Extracted data entries
□ □ □ □ □ □ □
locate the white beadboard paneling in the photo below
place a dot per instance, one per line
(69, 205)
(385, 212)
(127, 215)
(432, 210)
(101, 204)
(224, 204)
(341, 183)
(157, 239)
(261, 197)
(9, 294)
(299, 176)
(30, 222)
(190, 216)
□ □ □ □ □ □ □
Each line of the records above must be copied exactly.

RESPONSE =>
locate the white beadboard paneling in the photo below
place a dot per instance, one per line
(69, 205)
(385, 212)
(127, 215)
(432, 210)
(101, 204)
(224, 204)
(341, 183)
(157, 239)
(261, 197)
(9, 294)
(299, 176)
(30, 222)
(190, 216)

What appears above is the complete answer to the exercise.